**Short problem:** Convert the material, from the line containing "Could you point to the child's leggings" through the last line, into a JSON list of strings with one string per line and no blank lines. Include nothing that comes before that line.

**Data lines:**
☆ ☆ ☆ ☆ ☆
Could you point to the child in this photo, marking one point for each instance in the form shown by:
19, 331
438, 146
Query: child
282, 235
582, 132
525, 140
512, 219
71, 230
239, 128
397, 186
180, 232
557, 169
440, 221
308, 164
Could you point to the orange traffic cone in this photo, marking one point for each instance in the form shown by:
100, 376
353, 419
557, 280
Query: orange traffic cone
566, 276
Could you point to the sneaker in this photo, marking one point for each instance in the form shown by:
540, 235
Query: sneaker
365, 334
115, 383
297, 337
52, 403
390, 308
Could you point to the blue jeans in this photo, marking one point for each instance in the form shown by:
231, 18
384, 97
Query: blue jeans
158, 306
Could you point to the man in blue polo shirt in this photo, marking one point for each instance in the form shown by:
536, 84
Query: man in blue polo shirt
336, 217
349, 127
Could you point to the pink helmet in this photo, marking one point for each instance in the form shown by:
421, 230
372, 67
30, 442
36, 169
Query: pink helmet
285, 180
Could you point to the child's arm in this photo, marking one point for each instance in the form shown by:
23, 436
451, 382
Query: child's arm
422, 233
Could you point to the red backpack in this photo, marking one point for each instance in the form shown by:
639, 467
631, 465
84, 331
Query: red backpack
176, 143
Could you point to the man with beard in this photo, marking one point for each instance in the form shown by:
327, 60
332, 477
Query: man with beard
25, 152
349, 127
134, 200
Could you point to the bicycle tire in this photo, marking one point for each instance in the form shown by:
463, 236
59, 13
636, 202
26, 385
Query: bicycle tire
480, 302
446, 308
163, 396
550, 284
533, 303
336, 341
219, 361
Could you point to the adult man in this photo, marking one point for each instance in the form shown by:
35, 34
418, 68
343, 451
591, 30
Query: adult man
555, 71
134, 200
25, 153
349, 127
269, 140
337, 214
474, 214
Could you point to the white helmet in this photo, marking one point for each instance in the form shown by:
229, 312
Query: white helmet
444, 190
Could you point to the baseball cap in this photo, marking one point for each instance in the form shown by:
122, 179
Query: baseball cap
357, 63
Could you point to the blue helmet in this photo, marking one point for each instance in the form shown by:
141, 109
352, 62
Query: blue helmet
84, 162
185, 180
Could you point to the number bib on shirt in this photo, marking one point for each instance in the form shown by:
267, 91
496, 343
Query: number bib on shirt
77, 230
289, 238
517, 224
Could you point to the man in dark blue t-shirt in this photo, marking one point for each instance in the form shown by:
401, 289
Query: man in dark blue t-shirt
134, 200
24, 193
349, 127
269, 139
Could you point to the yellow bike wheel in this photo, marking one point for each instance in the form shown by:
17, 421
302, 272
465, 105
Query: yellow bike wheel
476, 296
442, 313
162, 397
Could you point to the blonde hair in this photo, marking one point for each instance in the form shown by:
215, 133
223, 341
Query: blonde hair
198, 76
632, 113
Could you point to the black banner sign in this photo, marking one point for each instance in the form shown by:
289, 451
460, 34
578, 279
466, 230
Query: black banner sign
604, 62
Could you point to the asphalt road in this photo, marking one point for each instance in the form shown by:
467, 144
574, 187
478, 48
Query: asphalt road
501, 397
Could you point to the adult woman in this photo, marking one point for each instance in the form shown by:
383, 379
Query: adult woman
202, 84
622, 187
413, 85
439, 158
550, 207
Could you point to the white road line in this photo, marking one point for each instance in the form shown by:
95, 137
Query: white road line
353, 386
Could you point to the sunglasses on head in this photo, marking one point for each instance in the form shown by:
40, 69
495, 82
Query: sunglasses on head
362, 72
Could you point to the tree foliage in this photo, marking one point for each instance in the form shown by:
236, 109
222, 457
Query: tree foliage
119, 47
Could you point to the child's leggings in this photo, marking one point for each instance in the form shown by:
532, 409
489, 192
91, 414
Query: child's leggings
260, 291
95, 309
☆ ☆ ☆ ☆ ☆
**Problem solution:**
[
  "Could you point to the child's leggings in this photo, marking one point for each instance in the form shown by:",
  "532, 409",
  "489, 192",
  "91, 414",
  "Query: child's leggings",
  "260, 291",
  "95, 309"
]